Metin bölümü:
* * *
Makine ve teçhizat yatırımları hakkında bilgi veren Adnan Dalgakıran; “2016’dan 2020’ye kadar belirgin bir artış sağalamayan makine ve teçhizat yatırımları, 2020’nin üçüncü çeyreği itibariyle büyük tırmanışa geçerek yüzde 30’ların üzerinde bir artış serisi yakaladı. 2021 üçüncü çeyreğinde ise yüzde 17,5 gibi bir oran ivme kaybı olarak görülse de ticareti sekteye uğratan son kur ataklarına karşın ülkedeki yatırım ikliminin devam ettiğini bizlere gösterdi. Yurt dışı ciro endekslerine baktığımızda imalat ve makine sanayinde 2020’de 300’lerde olan değerin 2021’de 500’lere çıkması sanayinin odağında ihracat olduğunun açık bir göstergesi. Bunun yanı sıra 2021 yılı son çeyreğindeki yurt içi ciro artışındaki ivmelenme de dikkat çekici” diye konuştu.
* * *
Veri kümesi kayıtları:
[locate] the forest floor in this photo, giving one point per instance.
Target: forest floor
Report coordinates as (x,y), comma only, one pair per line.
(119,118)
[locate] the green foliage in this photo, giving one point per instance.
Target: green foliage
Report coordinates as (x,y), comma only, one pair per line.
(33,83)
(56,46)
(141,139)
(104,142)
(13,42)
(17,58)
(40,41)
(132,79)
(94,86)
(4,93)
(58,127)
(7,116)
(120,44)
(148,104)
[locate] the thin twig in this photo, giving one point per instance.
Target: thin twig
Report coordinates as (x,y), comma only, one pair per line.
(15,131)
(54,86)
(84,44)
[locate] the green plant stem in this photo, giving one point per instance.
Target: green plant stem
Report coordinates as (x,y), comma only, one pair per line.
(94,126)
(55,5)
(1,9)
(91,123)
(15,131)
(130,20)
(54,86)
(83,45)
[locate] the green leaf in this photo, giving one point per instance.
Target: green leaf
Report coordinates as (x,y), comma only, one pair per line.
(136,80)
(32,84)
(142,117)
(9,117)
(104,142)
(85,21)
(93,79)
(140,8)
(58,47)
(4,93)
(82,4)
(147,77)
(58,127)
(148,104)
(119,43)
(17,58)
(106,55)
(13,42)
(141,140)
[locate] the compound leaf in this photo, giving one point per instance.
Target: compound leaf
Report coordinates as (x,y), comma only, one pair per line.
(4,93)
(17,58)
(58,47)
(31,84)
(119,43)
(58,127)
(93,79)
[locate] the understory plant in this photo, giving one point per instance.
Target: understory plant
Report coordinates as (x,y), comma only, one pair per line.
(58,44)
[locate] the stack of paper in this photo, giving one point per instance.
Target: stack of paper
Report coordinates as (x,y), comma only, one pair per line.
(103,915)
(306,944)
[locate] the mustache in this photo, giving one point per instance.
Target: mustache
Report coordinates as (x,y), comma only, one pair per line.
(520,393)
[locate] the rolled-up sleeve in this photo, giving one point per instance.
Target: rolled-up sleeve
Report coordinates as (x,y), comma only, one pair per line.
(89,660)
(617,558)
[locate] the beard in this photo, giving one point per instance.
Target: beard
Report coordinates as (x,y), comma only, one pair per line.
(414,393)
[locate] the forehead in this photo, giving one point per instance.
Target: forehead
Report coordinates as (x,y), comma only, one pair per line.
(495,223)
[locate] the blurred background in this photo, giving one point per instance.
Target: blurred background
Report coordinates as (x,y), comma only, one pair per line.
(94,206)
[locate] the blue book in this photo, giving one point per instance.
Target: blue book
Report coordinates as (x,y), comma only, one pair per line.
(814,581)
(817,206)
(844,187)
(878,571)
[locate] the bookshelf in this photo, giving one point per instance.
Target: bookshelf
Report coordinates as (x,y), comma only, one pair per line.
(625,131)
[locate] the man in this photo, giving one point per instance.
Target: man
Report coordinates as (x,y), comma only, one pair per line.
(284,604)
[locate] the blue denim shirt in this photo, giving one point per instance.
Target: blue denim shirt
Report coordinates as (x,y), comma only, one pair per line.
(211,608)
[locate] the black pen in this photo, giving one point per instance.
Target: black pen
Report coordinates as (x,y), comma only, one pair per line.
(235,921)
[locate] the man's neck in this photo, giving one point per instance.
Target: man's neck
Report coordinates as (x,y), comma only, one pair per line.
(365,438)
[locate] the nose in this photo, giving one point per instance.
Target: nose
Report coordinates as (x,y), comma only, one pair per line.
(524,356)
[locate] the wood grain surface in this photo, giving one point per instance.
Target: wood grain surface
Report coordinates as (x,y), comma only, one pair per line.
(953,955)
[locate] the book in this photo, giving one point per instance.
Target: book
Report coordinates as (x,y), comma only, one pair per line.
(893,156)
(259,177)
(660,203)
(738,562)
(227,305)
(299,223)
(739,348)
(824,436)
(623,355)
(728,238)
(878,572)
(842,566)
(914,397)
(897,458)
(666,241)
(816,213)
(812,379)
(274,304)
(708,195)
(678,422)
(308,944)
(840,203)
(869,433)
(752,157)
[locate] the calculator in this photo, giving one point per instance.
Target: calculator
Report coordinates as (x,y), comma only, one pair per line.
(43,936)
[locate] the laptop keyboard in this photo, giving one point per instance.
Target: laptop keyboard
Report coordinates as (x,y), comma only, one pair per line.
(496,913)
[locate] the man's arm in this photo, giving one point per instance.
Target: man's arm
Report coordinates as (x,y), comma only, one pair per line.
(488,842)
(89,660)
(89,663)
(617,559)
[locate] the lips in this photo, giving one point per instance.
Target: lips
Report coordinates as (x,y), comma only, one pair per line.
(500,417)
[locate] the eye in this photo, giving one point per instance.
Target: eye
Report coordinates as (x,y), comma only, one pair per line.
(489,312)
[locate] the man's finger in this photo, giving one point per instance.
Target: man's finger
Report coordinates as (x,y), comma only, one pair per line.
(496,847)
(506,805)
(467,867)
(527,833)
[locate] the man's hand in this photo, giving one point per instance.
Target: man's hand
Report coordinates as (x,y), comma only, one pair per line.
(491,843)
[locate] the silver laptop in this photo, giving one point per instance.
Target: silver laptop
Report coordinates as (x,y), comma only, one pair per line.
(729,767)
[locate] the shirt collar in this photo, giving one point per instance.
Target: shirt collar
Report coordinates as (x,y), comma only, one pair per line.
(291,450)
* * *
Yönergeler:
1) Makine ve teçhizat yatırımlarıyla ilgili metne göre bu yatırımlar 2021'in üçüncü çeyreğinde yüzde kaç artış göstermiştir?
2) Makine ve teçhizat yatırımlarıyla ilgili metni son cümlesinden sonra devam ettirerek yazın.

Görevlerin yanıtları:
1) Yüzde 17,5.

2)
Çelik fiyatlarına değinen Dalgakıran; “2019’dan günümüze yurt içi fiyat endekslerine baktığımızda, elektrikli teçhizat, elektronik bileşen ve devre kartlar, imalat sanayine benzer bir seyirde makine sektörünün biraz üzerinde gelişti.  Ancak 2020’in ortaları itibariyle sektörün temel girdileri olan ana metal sanayindeki fiyat artışı makine sektöründen iki kattan fazla oldu. Sıcak hadde çelik sac fiyatları 450 dolar iken Temmuz 2021’de 1.200 dolarları gördü ve ancak 900 dolarlara kadar gerileyebildi. Bu dönem, başta makine sanayi olmak üzere imalat sanayi için çelik tedarikinin ne kadar önemli bir husus olduğunu tekrar hatırlattı” ifadelerini kullandı.

“MAKİNE SEKTÖRÜ 2020’DE YAŞADIĞI KAN KAYBINI 2021’DE HIZLI BİR ŞEKİLDE TELAFİ ETTİ”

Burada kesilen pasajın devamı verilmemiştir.